Description of the task
Could you retype every item below word for word, leaving the pictures out of your answer?

Records
-- begin --

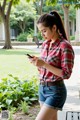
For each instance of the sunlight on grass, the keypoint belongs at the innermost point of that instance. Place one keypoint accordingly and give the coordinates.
(15, 62)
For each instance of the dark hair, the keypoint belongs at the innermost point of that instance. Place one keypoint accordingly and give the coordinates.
(53, 18)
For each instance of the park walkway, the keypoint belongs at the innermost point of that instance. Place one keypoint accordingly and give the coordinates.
(73, 84)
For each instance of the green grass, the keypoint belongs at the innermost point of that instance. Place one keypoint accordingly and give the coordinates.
(15, 62)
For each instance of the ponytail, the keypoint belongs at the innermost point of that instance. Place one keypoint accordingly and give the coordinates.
(59, 24)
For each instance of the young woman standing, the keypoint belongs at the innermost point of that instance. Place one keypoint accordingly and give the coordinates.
(55, 64)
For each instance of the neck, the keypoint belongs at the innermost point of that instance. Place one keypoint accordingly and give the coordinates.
(55, 38)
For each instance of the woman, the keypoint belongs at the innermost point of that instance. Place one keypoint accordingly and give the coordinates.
(55, 64)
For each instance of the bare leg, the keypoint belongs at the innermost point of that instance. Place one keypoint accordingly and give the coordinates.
(47, 113)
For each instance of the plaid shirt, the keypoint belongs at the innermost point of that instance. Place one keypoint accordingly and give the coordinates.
(60, 55)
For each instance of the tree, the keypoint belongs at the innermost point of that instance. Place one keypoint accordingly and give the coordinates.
(20, 16)
(5, 9)
(65, 5)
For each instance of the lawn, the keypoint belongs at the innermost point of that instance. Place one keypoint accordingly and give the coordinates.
(15, 62)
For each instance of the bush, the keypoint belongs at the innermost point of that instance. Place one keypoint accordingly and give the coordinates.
(22, 37)
(72, 37)
(13, 91)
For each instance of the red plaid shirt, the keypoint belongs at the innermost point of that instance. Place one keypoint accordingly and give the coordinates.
(61, 55)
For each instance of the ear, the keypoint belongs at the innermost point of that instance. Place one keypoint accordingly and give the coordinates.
(54, 27)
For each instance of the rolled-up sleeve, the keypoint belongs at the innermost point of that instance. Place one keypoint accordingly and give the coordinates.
(67, 60)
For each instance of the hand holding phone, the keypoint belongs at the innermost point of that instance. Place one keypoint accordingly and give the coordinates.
(29, 56)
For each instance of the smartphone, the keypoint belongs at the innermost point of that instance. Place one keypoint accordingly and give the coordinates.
(29, 56)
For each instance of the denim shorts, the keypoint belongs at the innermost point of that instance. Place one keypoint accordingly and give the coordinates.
(53, 96)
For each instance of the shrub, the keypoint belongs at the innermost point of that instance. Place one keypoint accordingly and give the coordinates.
(72, 37)
(13, 91)
(22, 37)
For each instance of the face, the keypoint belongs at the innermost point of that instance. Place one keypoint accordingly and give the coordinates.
(46, 32)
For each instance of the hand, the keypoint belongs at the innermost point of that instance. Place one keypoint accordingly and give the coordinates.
(37, 61)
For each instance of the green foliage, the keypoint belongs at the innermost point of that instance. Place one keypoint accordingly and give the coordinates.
(22, 37)
(72, 37)
(24, 107)
(13, 91)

-- end --

Answer to this task
For each instance of the sunlight on grass, the keypoint belongs at the innermost point of that instance. Place one keypoint accordingly and give the coordinates.
(15, 62)
For each instance of the dark hair, the keypoint belongs at the innermost point of that instance. Place one keypoint accordingly and give the coordinates.
(53, 18)
For each instance of the park walkway, the keypoint belongs at the innermost point of that instance. Place one keypoint accordingly and give the coordinates.
(73, 84)
For each instance of the green grass, the keypoint belongs at the innermost point of that instance. Place one keypoint accordingly and give the coordinates.
(15, 62)
For each instance of the ponytail, the keypoint belongs at the innermost point of that instance. Place one keypoint accordingly and give the coordinates.
(59, 24)
For each instance of the young woman standing, the keypoint belongs at the innermost point of that instance. Place one keypoint accordingly and give the coordinates.
(55, 64)
For each instance of the neck, the keypoint belongs at the innermost point of that instance. Place one keypoint accordingly and give the coordinates.
(55, 38)
For each instance of the woman, the keypoint belongs at the innermost point of that instance. Place one keypoint accordingly and give the coordinates.
(55, 64)
For each instance of the bare leg, the keypoint belongs at the innermost point of that instance. Place one keypoint accordingly and give the coordinates.
(47, 113)
For each instance of the plaid shirt, the keypoint belongs at the innermost point of that instance. Place one keypoint accordingly and give the coordinates.
(60, 55)
For each instance of the tree, the keypoint belongs at the innermost point of that instance. Place one keypoint accordingly and give the coordinates.
(20, 16)
(5, 9)
(65, 5)
For each instance of the lawn, the keypoint belongs at the innermost point of that instance. Place one keypoint accordingly and give the coordinates.
(15, 62)
For each instance of the bush, the keypoint belongs at the innermost point of that instance. Place one keypoint accordingly and give the coordinates.
(22, 37)
(72, 37)
(13, 91)
For each instance of the red plaid shirt, the keypoint belongs at the innermost point of that instance. Place one keypoint accordingly and give the coordinates.
(61, 55)
For each instance of the ear, the keypoint belongs at the innermost point of that instance. Place one keypoint accordingly and give the coordinates.
(54, 27)
For each instance of the rolled-up sleeve, the keypoint belongs at the innermost point of that instance. Place one keypoint accordingly and give the coordinates.
(67, 60)
For each instance of the hand holding phone, the keypoint belongs at the innermost point of that instance. Place one keypoint accordingly and give the coordinates.
(29, 56)
For each instance of the smartphone, the keypoint belongs at the innermost point of that instance. Place one keypoint accordingly and give the coordinates.
(29, 56)
For each instance of the denim shorts, the keypoint belongs at the innermost point of that instance. Place one keypoint accordingly and give the coordinates.
(53, 96)
For each instance of the shrub, the keypoint belongs at the innermost point of that instance. Place one keypoint accordingly and give the coordinates.
(72, 37)
(13, 91)
(22, 37)
For each instance of the face, the keypoint belongs at the innermost point of that instance. Place one keypoint accordingly and give the coordinates.
(46, 32)
For each instance of the hand, the keypoint belongs at the innermost point of that instance. Place one keypoint accordingly and give the coordinates.
(37, 61)
For each instance of the green foliage, the keypoint belongs at the innermost point of that instance. Place one keypoint accordingly and give the coordinates.
(22, 37)
(72, 37)
(24, 107)
(13, 91)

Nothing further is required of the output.